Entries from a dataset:
********
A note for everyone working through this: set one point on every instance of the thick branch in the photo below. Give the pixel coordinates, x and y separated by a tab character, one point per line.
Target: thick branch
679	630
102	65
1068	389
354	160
********
### SET EXERCISE
Please output every line of the listing above as a JSON array of strings, one string per line, with blank lines left out.

### REPLY TO THE EXERCISE
[
  "A note for everyone working through this: set one point on every instance of the thick branch in the photo below. Give the pixel coordinates, x and y separated by a tab character, one point per line.",
  "Target: thick branch",
  "679\t630",
  "102\t65",
  "1068\t389",
  "354\t160"
]